Repeat, without any change, the entries presented below.

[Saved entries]

# # #

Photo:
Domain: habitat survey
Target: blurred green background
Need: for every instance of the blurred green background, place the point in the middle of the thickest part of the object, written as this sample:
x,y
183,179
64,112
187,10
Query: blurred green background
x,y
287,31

# # #

Solution to this problem ▸
Photo:
Domain: habitat survey
Target: blurred green background
Need: for every instance of the blurred green background, place the point in the middle of the thickest part of the object, written as this sample:
x,y
183,179
64,112
187,10
Query: blurred green background
x,y
287,31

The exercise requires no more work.